* _Prompt_: Starting with the line that contains "Mark every instance of the console" and going on through the end of the records, rewrite every line in full and add 25 to each x and y coordinate listed beneath each "Target:" line. Leave all other lines as they are.

[Point labeling dataset excerpts]
* Start *
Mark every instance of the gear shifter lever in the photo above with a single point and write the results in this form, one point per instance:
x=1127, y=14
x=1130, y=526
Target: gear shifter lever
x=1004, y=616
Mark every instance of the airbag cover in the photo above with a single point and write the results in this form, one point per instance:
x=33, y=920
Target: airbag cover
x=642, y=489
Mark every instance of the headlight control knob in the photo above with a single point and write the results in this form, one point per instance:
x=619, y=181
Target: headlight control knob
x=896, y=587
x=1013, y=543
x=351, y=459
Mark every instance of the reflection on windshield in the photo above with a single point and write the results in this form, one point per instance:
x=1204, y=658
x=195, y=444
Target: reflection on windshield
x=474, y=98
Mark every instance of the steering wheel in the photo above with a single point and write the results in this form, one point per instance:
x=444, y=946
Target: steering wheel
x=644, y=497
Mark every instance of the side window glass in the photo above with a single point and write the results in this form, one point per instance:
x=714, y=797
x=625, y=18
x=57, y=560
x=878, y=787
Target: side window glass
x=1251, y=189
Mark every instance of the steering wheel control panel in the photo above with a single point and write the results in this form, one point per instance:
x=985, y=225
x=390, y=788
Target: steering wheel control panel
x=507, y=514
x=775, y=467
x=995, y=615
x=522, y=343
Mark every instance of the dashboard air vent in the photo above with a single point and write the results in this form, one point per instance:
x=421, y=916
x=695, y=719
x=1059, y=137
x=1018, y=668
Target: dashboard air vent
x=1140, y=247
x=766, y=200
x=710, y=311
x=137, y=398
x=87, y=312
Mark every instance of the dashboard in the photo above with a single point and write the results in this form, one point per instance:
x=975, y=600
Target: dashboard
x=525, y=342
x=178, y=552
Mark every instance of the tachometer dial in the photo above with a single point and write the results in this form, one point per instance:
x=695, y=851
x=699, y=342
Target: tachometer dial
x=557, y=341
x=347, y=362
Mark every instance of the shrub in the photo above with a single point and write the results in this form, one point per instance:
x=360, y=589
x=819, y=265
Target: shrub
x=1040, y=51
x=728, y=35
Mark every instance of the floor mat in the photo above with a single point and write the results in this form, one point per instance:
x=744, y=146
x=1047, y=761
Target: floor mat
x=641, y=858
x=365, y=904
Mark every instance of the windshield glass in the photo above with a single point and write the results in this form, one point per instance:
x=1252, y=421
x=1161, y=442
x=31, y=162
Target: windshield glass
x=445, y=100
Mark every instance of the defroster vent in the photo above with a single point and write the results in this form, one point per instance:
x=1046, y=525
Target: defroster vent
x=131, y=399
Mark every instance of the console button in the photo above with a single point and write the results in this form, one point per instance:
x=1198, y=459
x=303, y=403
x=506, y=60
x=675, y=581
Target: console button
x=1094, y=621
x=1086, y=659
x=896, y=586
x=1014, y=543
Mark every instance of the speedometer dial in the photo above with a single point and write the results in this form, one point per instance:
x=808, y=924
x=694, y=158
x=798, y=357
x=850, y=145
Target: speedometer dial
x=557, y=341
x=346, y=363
* End *
* _Correct answer_:
Mark every instance of the console button in the photo above with a single point and write the results in this form, one point per instance:
x=1198, y=459
x=303, y=403
x=506, y=60
x=675, y=581
Target: console button
x=1119, y=646
x=1111, y=684
x=921, y=611
x=1039, y=568
Mark every instance of the speedometer dial in the photo above with a single point and write the results in this form, one point per instance:
x=808, y=924
x=694, y=158
x=798, y=357
x=850, y=145
Target: speedometer dial
x=582, y=366
x=371, y=388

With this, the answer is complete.